◆ Your objective ◆
Rewrite the items from the line that contains "In this picture, where can the tree" through the line that contains "point(128, 416)", requests included, and shift each answer coordinate by adding 56 to both of its numbers. Leave the numbers in the requests and their format samples unchanged.

[Collection entries]

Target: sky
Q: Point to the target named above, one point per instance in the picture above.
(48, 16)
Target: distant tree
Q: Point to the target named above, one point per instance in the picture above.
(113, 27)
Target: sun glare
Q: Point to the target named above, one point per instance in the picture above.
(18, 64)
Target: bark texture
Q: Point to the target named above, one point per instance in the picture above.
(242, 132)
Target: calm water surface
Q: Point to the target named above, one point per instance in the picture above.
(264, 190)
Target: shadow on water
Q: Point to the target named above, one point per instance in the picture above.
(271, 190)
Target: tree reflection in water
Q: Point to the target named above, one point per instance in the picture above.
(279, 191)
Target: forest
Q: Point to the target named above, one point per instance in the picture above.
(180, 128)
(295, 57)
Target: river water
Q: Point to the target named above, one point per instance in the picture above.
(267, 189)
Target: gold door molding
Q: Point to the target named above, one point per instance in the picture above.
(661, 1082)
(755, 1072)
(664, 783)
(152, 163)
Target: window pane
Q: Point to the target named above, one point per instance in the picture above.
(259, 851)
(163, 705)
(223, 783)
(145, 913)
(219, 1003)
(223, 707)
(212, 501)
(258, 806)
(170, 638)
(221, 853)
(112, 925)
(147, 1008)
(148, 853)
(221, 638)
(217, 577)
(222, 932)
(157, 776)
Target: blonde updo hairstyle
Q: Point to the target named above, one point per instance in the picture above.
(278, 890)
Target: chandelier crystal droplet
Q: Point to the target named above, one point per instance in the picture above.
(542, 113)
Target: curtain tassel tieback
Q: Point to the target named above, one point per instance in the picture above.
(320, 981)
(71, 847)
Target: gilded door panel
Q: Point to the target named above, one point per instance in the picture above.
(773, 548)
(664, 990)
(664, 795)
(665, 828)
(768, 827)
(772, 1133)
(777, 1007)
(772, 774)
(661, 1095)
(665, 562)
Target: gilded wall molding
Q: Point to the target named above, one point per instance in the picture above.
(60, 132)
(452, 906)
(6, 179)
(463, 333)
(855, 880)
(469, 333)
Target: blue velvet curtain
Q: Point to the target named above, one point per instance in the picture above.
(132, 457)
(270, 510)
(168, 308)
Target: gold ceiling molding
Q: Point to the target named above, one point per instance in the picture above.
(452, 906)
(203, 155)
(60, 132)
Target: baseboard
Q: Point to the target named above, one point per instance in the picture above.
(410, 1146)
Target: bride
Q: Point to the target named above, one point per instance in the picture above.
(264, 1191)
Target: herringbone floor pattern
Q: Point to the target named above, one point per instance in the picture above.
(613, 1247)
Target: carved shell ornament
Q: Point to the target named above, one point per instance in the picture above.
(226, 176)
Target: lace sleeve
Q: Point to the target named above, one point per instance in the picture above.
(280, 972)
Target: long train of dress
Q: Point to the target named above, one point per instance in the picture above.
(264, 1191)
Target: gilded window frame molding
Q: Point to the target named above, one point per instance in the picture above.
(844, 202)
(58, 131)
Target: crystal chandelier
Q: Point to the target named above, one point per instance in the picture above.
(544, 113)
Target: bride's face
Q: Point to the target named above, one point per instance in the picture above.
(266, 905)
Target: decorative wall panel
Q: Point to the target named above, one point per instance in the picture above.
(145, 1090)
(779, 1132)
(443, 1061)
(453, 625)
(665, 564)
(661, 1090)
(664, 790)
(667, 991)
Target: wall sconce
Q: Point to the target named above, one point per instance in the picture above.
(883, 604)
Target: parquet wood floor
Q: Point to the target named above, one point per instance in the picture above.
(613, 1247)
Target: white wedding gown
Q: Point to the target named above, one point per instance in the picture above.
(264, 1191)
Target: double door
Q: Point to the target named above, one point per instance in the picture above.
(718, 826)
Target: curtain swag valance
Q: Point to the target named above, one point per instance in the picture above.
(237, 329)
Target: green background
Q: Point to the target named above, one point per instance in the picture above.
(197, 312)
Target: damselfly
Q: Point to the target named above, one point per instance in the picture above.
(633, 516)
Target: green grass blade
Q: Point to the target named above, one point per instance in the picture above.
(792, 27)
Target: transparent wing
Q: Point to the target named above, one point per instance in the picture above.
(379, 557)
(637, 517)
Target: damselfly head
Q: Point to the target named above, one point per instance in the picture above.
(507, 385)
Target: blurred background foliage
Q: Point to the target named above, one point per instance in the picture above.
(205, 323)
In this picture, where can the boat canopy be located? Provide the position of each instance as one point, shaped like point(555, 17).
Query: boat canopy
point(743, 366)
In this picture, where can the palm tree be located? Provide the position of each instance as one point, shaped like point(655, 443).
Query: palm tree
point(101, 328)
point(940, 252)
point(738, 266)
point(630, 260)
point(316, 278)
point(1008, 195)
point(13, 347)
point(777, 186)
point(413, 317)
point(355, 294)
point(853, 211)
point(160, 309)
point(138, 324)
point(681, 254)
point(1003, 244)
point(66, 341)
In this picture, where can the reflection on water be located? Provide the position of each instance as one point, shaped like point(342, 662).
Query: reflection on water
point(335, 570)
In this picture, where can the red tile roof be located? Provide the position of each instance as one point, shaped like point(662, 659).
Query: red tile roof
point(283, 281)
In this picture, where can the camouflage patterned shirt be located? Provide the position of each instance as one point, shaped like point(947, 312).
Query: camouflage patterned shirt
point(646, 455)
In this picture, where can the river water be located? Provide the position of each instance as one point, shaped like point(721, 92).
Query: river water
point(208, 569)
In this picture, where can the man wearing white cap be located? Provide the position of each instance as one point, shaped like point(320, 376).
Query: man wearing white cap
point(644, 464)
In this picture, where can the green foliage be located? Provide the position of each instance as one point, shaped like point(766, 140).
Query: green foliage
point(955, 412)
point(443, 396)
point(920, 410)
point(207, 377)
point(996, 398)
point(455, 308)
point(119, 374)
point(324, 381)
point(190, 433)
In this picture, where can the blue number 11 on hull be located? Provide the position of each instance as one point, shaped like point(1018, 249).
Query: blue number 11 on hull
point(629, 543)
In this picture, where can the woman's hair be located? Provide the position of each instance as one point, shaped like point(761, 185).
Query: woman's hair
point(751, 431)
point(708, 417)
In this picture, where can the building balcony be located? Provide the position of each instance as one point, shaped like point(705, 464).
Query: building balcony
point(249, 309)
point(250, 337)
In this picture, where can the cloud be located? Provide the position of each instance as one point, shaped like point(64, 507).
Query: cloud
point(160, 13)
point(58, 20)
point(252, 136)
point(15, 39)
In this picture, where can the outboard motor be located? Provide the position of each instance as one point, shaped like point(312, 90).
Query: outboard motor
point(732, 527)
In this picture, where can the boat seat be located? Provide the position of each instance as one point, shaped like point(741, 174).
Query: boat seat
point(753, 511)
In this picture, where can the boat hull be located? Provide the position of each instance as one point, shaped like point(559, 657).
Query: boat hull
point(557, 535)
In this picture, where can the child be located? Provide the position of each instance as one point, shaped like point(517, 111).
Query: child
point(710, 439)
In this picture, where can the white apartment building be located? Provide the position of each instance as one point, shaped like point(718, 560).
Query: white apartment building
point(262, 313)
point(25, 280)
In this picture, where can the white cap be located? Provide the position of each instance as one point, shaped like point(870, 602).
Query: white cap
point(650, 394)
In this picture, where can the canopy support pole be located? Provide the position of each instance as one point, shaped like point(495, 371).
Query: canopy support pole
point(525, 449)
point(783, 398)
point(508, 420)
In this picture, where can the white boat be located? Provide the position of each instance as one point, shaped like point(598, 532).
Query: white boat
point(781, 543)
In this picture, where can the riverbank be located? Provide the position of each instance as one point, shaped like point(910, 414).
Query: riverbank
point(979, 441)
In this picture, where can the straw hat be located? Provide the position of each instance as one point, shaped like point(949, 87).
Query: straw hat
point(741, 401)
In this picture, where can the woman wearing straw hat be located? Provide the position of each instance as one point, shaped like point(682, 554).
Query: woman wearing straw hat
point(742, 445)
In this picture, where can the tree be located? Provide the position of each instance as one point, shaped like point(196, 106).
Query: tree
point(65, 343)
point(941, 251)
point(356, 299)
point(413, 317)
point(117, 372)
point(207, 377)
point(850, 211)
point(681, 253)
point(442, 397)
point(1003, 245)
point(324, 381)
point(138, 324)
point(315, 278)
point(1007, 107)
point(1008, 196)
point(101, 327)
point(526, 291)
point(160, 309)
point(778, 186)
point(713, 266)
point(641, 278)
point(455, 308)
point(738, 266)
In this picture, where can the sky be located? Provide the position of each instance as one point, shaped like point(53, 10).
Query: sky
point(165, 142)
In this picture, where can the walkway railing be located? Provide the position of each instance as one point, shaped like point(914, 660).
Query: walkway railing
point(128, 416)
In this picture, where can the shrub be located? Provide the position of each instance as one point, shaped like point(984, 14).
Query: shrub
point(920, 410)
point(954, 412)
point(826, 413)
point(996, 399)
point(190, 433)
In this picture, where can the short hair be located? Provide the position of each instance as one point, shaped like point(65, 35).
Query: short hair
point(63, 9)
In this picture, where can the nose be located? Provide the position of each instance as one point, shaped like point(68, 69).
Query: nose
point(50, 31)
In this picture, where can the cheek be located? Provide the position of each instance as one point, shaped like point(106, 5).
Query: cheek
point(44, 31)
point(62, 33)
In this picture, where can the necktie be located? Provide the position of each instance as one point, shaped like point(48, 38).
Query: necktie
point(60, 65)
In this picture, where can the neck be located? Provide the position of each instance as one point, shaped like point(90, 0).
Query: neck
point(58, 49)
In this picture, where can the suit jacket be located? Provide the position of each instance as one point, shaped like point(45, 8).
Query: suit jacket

◆ Response to this exercise ◆
In this picture, where can the tree be located? Provide the position of each instance as one point, shaped like point(196, 106).
Query: tree
point(121, 399)
point(997, 307)
point(412, 355)
point(469, 373)
point(173, 428)
point(263, 433)
point(906, 267)
point(737, 309)
point(498, 453)
point(1059, 301)
point(380, 437)
point(194, 380)
point(371, 334)
point(1063, 163)
point(1064, 252)
point(157, 383)
point(582, 347)
point(216, 365)
point(834, 242)
point(769, 322)
point(697, 334)
point(511, 364)
point(794, 322)
In this picture, where can the sky be located? Provide the position of each instance as one point, shaped like point(53, 10).
Query: sky
point(221, 198)
In this picture, where can the walkway railing be located? Provide the position of each instance as one point, shaped like point(914, 660).
Query: walkway railing
point(184, 472)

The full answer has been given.